>> begin Input

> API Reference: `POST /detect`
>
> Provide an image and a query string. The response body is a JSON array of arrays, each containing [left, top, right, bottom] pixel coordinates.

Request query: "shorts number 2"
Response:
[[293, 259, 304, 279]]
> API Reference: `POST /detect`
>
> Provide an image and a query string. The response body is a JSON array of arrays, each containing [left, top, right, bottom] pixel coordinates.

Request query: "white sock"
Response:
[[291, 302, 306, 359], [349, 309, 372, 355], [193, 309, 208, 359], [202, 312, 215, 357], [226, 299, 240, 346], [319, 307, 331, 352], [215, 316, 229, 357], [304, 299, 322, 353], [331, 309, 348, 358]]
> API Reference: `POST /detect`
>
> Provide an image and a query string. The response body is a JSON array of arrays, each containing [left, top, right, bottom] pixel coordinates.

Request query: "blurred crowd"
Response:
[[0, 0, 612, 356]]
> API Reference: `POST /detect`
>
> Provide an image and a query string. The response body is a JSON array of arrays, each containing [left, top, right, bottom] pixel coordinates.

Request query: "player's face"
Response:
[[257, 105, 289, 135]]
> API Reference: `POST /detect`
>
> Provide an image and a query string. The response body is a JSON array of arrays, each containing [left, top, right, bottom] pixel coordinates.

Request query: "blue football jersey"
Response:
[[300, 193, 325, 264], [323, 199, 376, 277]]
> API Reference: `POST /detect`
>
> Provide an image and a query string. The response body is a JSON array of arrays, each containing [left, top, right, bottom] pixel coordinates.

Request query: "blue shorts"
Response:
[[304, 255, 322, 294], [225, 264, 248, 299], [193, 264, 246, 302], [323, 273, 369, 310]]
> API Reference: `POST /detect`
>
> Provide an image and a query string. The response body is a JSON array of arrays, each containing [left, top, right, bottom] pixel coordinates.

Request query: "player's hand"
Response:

>> end Input

Exercise directions ▸ Can you arrange the lines from the first one through the line with "[[293, 259, 304, 279]]", both included, as a Markdown table with the columns Row and Line, leaving out blank lines?

The answer ▸
| Row | Line |
|---|---|
| 1 | > API Reference: `POST /detect` |
| 2 | > |
| 3 | > Provide an image and a query string. The response body is a JSON array of arrays, each containing [left, top, right, bottom] pixel coordinates. |
| 4 | Request query: "shorts number 2" |
| 5 | Response: |
| 6 | [[293, 259, 304, 279]] |